Recorded data
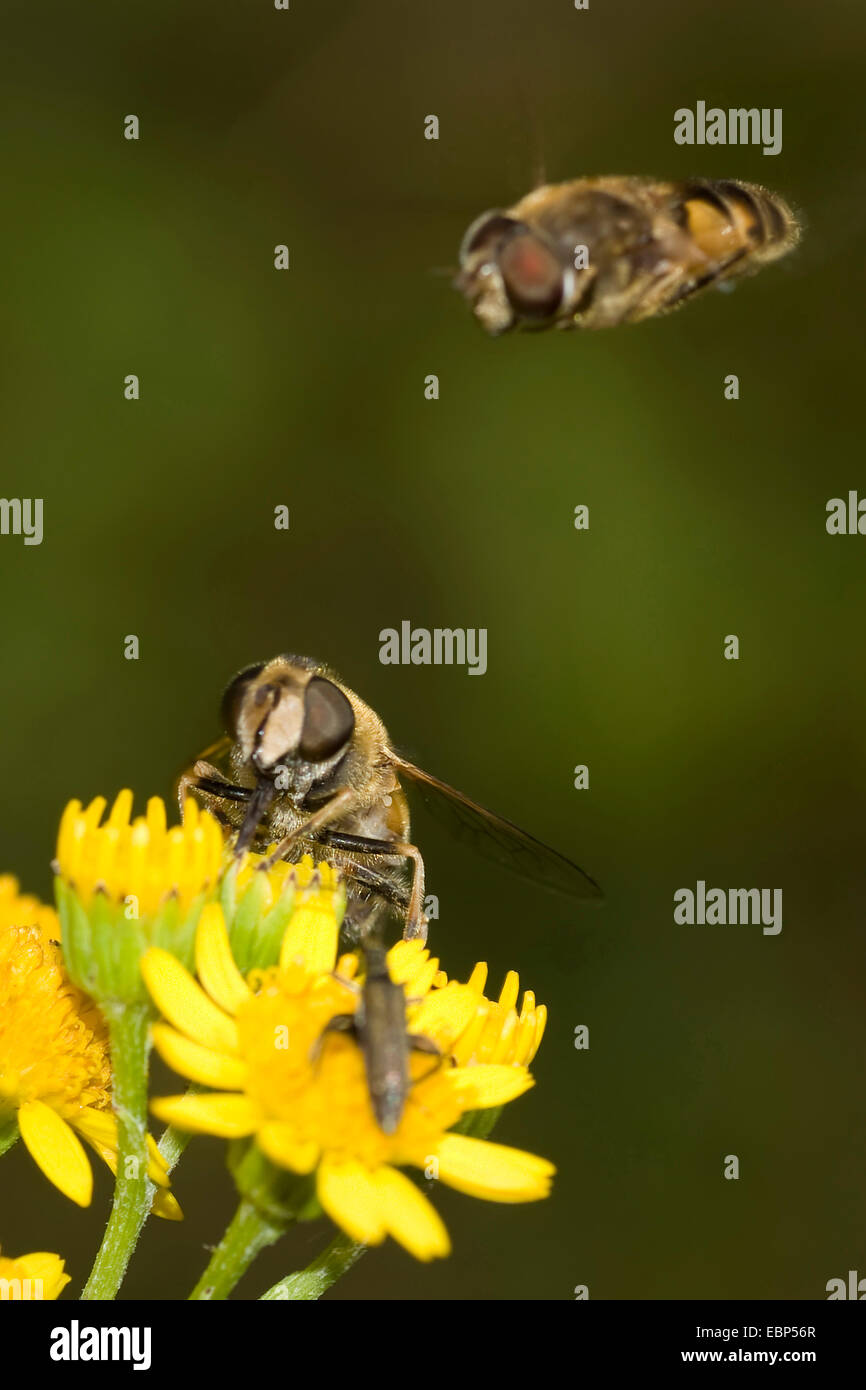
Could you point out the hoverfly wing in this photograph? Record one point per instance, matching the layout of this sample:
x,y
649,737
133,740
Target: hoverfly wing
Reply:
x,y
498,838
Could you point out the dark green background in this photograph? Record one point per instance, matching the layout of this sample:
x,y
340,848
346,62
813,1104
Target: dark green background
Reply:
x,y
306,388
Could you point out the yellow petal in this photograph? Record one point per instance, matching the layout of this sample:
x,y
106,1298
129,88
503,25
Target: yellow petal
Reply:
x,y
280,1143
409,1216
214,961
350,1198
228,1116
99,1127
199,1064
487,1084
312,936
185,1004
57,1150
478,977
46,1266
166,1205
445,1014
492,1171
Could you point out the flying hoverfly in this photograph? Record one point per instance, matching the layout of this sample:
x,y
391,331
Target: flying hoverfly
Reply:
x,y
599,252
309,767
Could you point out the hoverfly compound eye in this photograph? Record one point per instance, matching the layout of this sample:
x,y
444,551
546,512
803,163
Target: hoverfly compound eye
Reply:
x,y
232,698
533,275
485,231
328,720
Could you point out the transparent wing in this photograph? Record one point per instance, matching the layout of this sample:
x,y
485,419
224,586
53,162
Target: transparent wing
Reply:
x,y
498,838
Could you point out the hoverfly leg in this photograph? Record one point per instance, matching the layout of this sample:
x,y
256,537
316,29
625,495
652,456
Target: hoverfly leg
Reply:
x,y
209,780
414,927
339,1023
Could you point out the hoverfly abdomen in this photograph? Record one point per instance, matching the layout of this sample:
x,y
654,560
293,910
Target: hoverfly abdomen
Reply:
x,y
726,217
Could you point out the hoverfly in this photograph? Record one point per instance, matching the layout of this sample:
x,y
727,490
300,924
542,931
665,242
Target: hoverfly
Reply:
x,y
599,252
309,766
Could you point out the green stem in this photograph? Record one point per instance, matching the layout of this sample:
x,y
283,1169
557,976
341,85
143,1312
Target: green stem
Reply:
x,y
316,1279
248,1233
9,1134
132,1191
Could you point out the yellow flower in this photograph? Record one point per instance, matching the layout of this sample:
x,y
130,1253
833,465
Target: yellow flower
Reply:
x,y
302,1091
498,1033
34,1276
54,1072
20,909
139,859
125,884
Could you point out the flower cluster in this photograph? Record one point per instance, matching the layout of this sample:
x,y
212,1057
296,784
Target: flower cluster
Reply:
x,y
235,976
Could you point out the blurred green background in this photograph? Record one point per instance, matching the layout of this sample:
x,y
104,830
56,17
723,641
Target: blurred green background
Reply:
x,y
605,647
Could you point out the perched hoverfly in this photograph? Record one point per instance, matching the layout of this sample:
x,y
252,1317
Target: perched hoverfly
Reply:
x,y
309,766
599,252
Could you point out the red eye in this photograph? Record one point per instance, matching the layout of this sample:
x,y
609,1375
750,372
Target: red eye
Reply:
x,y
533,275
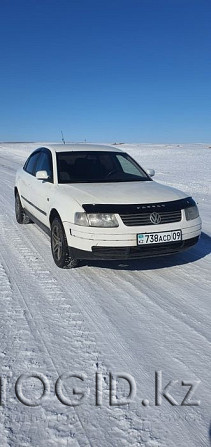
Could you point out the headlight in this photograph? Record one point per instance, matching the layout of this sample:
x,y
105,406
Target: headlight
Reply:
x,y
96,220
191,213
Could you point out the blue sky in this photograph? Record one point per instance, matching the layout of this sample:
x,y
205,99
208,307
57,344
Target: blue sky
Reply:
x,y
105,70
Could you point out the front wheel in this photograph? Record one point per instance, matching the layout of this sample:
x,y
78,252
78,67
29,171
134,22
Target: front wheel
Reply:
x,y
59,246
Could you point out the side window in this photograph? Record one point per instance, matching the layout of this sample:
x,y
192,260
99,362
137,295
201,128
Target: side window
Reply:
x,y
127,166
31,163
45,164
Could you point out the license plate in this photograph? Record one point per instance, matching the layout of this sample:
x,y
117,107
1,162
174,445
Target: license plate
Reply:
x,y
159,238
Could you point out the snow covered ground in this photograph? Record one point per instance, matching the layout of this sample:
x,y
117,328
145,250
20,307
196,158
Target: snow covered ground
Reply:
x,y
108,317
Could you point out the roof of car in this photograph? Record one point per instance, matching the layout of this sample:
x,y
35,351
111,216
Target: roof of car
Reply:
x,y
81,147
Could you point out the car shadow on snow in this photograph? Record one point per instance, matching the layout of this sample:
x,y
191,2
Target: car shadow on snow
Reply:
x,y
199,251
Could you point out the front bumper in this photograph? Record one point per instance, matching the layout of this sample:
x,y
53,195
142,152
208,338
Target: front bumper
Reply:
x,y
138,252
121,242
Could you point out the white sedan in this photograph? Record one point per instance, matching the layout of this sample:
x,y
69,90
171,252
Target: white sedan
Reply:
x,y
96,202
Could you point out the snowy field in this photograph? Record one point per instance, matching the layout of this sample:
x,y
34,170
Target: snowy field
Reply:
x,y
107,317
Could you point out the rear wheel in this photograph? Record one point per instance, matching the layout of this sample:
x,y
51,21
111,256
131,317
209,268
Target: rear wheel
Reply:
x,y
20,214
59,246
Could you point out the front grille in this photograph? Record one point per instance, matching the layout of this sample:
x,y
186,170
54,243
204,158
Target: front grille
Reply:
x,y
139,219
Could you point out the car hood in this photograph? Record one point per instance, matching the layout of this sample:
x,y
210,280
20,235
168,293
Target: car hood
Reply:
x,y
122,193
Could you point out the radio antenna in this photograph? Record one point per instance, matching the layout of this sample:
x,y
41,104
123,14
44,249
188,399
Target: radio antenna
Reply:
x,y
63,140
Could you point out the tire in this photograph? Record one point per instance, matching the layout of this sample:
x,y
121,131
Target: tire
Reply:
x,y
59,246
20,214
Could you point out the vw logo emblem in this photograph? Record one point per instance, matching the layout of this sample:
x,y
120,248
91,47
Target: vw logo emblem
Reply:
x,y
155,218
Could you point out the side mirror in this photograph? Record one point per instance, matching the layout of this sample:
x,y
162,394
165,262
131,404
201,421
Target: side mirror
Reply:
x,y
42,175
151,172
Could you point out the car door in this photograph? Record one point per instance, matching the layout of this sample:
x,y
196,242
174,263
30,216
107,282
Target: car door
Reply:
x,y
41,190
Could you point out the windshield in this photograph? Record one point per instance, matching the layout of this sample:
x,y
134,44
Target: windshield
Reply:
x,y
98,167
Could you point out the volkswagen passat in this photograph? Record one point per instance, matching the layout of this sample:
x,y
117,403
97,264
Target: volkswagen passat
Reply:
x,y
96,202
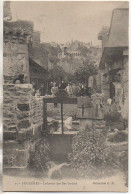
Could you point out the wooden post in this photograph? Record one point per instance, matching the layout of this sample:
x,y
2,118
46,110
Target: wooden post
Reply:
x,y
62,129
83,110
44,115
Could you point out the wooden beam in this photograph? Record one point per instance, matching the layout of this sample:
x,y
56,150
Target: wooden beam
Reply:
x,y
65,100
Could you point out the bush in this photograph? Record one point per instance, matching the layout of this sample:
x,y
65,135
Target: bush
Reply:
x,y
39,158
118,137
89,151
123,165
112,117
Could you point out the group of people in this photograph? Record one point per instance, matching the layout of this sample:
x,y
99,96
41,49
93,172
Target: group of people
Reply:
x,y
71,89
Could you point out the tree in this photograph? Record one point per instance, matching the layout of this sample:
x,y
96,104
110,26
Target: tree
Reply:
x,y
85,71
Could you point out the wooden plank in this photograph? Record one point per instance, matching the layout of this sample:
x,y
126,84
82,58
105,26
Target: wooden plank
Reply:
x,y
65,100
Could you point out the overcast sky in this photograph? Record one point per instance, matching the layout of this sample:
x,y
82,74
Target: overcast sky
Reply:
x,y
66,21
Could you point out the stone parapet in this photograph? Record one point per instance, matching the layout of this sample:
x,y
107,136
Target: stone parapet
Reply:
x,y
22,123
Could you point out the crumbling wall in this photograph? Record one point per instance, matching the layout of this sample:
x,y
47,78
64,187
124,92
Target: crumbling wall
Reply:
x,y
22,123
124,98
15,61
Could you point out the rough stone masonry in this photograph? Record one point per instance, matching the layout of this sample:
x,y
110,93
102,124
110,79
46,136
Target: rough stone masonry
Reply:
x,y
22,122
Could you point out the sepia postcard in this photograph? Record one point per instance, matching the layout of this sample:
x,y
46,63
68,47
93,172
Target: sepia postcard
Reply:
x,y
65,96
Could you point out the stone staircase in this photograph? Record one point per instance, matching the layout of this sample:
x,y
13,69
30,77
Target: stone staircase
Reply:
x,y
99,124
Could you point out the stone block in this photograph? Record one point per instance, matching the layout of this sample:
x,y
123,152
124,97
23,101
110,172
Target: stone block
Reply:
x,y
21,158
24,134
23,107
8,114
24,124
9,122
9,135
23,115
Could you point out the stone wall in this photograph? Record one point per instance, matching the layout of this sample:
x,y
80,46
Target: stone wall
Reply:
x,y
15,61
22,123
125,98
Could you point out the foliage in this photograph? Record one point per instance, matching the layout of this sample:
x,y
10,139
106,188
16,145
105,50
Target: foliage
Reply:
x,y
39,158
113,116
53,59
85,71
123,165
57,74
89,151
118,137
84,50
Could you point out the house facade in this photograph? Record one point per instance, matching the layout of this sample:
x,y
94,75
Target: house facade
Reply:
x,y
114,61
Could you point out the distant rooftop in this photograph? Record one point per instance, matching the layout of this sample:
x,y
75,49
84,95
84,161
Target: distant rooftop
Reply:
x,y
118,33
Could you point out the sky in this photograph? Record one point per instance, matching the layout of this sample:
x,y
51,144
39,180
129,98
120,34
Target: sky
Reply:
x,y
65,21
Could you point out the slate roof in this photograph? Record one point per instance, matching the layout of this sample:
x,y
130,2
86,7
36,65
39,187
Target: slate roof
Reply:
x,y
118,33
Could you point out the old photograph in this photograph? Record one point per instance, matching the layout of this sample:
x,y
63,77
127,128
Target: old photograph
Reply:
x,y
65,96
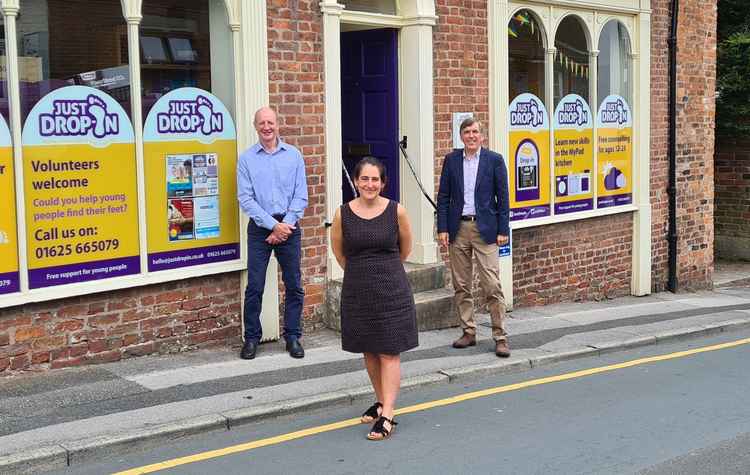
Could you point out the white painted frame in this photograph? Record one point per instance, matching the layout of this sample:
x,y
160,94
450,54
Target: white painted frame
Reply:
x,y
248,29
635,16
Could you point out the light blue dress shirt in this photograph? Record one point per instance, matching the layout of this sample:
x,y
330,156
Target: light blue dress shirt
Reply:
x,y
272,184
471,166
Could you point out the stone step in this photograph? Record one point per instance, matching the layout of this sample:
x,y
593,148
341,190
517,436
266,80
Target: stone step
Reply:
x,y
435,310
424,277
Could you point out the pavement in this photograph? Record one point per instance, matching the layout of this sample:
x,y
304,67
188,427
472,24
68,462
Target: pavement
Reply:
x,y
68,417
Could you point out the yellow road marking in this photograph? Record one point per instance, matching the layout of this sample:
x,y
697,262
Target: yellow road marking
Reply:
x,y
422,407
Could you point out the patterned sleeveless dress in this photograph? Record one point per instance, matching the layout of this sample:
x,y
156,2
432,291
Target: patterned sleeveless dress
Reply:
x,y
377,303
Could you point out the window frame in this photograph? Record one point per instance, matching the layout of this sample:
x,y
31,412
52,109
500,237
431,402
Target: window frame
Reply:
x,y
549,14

#### PROBLEM:
For every line of the records that includes the string "foliage", add one to a tally; the answer is that tally alone.

#### RESULT OF THIS TASK:
2